» **EXCERPT PROVIDED**:
This volleyball player has a persistent pain in her leg. And when she gets it examined, what is revealed is horrible.

Jillian Williams is a 20-year-old woman who is cheerful, charming and has a passion for life. She led a completely normal and happy life with her family in Texas. With her striking appearance, Jillian competed in beauty pageants, was a cheerleader and played college volleyball.

In September 2016, she started to experience some problems in her knee while playing volleyball at a college tournament. At first she wasn’t concerned, thinking it was most likely tendinitis or over-usage. But when the pain didn’t go away, she decided to visit an orthopedic surgeon. After several examinations, MRI scans and x-rays at the hospital, she was diagnosed with Ewing’s sarcoma — a rare type of bone cancer.

The young woman and her family were in shock. But the tumor was growing quickly and in a space of two months the bone cyst had grown an inch, which meant Jillian had to act quickly.

The doctors offered Jillian several options. She could have chosen to salvage her limb by simply getting the tumor removed, but from the people she had met and the research she had done she knew that there was a higher relapse rate, which she didn’t want. So Jillian chose the less risky alternative — a rotationplasty. The surgeons removed 14 inches of the middle portion of her leg, rotated her bottom half 180 degrees, and reattached it to where they had amputated. Her prosthetic then slides on her foot and a strap goes over her heal to keep it in place.

Despite everything she has been through, Jillian has remained the bright, positive and bubbly person she’s always been and has embraced her new situation wholeheartedly. Her motto in life is: “I want to make a difference by being different.”

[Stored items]
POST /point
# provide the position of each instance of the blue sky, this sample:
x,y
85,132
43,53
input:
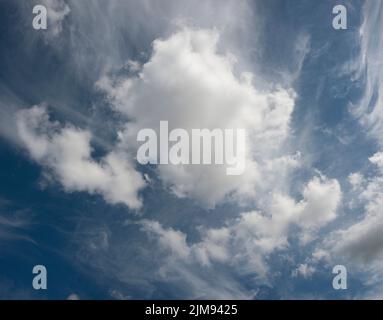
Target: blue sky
x,y
74,198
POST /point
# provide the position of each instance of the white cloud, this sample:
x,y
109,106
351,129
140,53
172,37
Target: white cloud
x,y
246,243
57,11
361,242
67,152
190,84
368,68
304,270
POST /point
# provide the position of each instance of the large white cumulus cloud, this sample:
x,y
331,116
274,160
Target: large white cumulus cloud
x,y
189,83
67,152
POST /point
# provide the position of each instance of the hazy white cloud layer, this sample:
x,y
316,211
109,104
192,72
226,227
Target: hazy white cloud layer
x,y
188,83
205,67
67,152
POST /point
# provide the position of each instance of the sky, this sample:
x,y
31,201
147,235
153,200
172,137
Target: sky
x,y
74,198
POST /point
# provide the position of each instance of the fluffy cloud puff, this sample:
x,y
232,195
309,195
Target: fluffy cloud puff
x,y
362,241
246,242
67,152
189,83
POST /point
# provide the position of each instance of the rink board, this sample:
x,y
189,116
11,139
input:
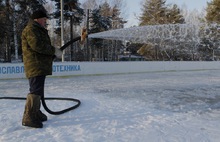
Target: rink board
x,y
16,70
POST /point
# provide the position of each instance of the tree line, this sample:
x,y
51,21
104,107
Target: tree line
x,y
105,15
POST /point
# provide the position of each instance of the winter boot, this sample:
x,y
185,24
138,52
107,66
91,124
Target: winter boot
x,y
32,108
42,117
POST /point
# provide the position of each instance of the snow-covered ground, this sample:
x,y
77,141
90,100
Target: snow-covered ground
x,y
147,107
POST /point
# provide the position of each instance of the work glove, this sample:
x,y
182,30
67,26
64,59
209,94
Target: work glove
x,y
58,53
83,35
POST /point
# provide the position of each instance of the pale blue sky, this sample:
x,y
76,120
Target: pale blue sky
x,y
134,7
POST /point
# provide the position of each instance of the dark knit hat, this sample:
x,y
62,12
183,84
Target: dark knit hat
x,y
39,14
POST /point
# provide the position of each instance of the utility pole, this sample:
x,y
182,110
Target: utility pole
x,y
88,54
62,39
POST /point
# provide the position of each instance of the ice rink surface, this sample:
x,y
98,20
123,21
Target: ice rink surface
x,y
145,107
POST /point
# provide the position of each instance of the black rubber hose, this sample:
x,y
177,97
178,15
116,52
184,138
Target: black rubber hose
x,y
45,106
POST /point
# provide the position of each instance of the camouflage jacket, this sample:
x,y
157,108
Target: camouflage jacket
x,y
37,50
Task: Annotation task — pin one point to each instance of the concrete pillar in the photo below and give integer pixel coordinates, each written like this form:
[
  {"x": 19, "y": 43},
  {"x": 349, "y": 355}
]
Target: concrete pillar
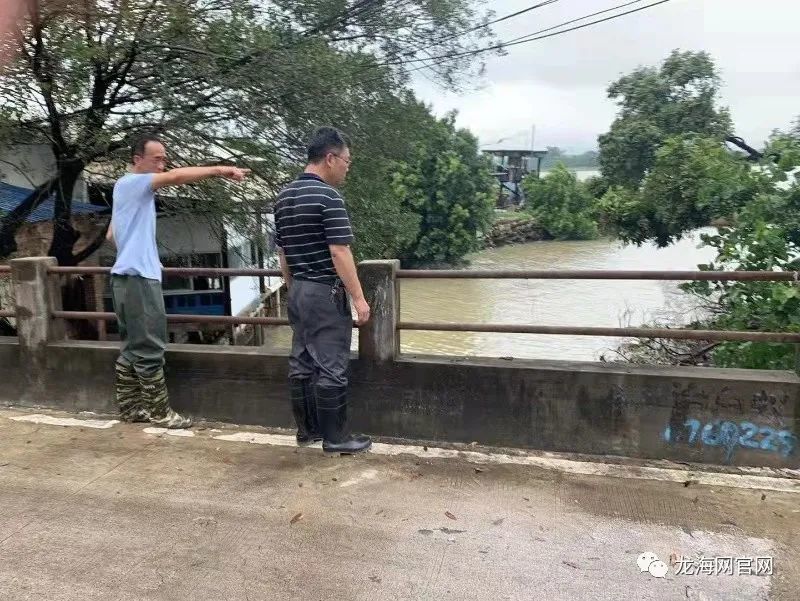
[
  {"x": 38, "y": 294},
  {"x": 379, "y": 340}
]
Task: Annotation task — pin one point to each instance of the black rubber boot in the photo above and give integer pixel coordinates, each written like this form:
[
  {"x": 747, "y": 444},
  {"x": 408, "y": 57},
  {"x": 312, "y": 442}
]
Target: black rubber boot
[
  {"x": 304, "y": 407},
  {"x": 332, "y": 411}
]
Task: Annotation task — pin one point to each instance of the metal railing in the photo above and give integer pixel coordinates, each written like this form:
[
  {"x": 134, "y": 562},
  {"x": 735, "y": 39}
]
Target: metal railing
[
  {"x": 555, "y": 274},
  {"x": 6, "y": 269}
]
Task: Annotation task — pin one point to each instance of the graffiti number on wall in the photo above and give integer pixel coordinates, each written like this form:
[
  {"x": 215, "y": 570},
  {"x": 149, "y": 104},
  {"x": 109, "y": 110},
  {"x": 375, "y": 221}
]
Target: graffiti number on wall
[{"x": 729, "y": 435}]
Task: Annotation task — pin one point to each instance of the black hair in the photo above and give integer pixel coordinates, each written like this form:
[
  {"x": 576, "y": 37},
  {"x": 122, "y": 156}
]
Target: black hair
[
  {"x": 140, "y": 144},
  {"x": 325, "y": 140}
]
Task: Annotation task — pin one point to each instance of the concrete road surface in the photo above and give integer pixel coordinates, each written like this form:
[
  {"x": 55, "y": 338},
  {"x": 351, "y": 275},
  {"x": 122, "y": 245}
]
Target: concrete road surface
[{"x": 91, "y": 509}]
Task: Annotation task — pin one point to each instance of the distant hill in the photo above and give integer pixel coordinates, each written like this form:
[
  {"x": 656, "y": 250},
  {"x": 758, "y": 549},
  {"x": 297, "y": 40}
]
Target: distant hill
[{"x": 587, "y": 160}]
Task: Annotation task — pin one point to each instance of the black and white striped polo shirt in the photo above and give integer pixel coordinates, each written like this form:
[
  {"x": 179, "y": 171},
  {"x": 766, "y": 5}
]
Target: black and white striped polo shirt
[{"x": 310, "y": 215}]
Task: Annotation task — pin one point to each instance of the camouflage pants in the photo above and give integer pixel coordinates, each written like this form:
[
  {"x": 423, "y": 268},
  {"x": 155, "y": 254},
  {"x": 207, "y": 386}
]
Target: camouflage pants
[{"x": 141, "y": 388}]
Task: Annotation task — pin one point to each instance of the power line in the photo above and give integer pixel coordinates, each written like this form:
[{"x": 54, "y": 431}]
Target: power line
[
  {"x": 531, "y": 37},
  {"x": 458, "y": 34},
  {"x": 498, "y": 20}
]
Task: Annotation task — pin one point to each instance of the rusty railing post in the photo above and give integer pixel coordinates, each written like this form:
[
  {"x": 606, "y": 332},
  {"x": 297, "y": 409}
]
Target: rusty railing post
[
  {"x": 379, "y": 339},
  {"x": 37, "y": 294}
]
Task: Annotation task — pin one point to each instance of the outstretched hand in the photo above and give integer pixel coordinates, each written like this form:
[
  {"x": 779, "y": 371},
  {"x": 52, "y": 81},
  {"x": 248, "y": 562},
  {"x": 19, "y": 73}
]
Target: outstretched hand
[{"x": 237, "y": 174}]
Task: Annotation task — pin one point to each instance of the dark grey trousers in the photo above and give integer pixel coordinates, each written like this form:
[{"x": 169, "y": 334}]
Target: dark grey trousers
[{"x": 322, "y": 328}]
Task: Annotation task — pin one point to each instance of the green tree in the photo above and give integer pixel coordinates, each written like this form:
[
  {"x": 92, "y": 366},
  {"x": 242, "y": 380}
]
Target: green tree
[
  {"x": 384, "y": 137},
  {"x": 221, "y": 80},
  {"x": 561, "y": 205},
  {"x": 449, "y": 185},
  {"x": 677, "y": 98},
  {"x": 764, "y": 237},
  {"x": 692, "y": 181}
]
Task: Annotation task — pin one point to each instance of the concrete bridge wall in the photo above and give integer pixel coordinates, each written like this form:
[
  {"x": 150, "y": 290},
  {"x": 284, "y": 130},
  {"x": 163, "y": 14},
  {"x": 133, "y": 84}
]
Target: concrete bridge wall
[{"x": 723, "y": 416}]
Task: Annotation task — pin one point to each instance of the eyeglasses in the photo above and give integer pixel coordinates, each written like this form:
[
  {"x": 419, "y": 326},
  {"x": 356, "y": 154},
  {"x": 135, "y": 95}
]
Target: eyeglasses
[{"x": 338, "y": 156}]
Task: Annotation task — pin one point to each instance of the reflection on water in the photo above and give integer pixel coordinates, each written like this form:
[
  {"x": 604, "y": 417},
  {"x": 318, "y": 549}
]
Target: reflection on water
[
  {"x": 543, "y": 302},
  {"x": 549, "y": 302}
]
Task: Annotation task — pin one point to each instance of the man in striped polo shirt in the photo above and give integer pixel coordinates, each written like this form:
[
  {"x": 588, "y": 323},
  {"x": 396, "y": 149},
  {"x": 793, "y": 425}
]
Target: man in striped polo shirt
[{"x": 313, "y": 235}]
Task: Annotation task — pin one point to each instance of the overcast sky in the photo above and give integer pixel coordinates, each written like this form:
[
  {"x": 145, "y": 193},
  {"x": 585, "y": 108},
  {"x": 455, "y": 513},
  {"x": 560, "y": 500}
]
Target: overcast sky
[{"x": 559, "y": 84}]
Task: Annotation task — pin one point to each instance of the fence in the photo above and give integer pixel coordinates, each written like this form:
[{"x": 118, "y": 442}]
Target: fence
[
  {"x": 380, "y": 279},
  {"x": 601, "y": 408}
]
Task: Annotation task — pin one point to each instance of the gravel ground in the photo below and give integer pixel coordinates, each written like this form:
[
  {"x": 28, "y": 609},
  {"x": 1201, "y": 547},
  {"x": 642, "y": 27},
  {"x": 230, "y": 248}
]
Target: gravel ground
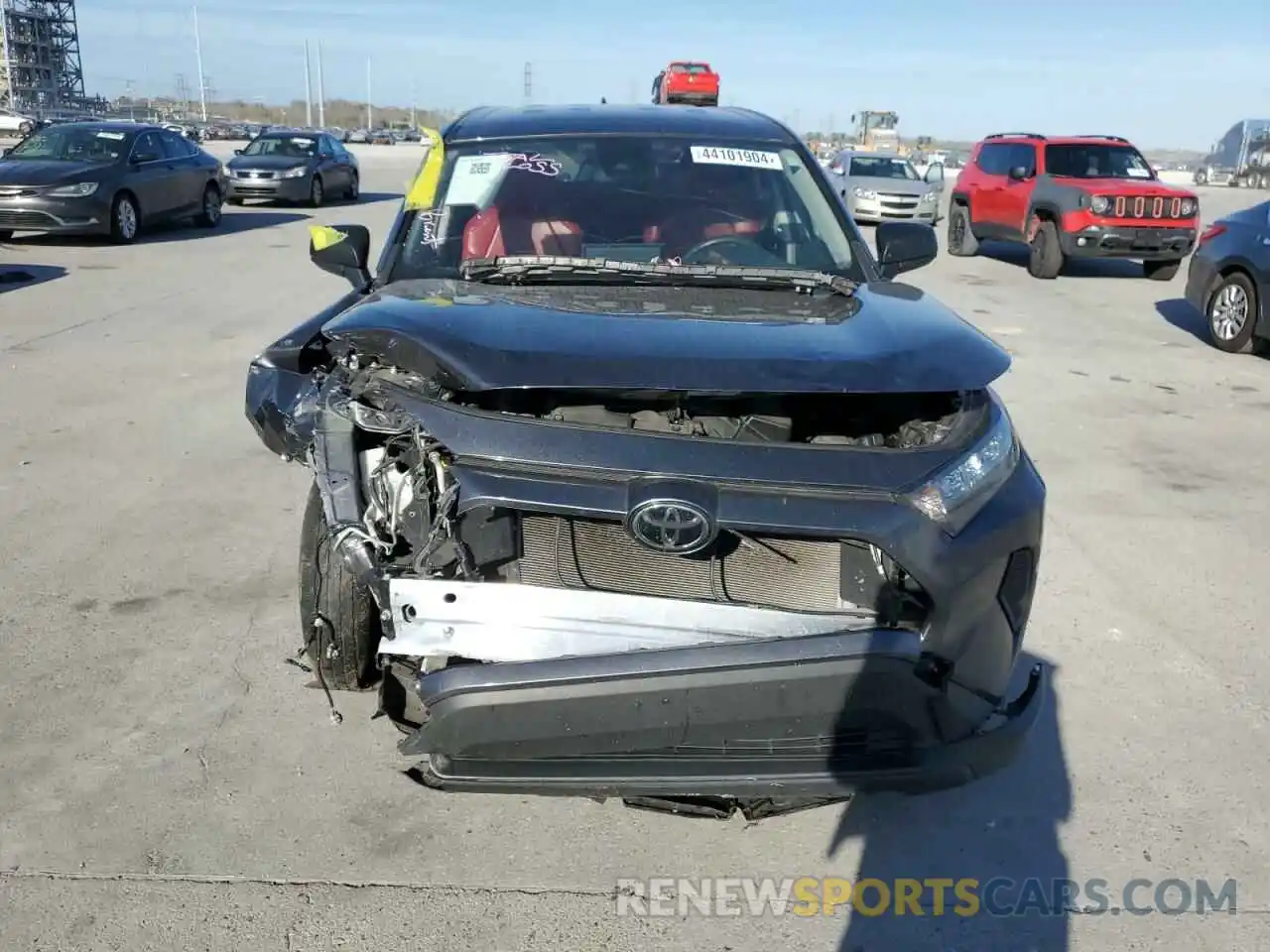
[{"x": 168, "y": 783}]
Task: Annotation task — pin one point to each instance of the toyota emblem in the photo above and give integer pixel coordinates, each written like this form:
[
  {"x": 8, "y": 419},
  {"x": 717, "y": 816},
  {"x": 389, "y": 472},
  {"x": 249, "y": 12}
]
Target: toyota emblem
[{"x": 671, "y": 527}]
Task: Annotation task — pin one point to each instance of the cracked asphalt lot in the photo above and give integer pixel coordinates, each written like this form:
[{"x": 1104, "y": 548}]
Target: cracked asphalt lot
[{"x": 168, "y": 782}]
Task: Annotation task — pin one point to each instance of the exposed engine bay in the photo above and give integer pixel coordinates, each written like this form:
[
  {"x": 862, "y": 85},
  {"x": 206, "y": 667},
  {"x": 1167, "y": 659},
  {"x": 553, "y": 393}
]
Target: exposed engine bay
[{"x": 903, "y": 421}]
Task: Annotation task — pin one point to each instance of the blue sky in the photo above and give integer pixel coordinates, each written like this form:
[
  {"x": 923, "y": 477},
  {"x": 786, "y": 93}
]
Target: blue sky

» **LIST OF TASKS**:
1. In the text about Jillian Williams, what was she diagnosed with?
2. Set down the part of the text about Jillian Williams starting with "In September 2016, she started" and going on through "of bone cancer.".

» **RESPONSES PER TASK**:
1. She was diagnosed with Ewing's sarcoma, a rare type of bone cancer.

2.
In September 2016, she started to experience some problems in her knee while playing volleyball at a college tournament. At first she wasn’t concerned, thinking it was most likely tendinitis or over-usage. But when the pain didn’t go away, she decided to visit an orthopedic surgeon. After several examinations, MRI scans and x-rays at the hospital, she was diagnosed with Ewing’s sarcoma — a rare type of bone cancer.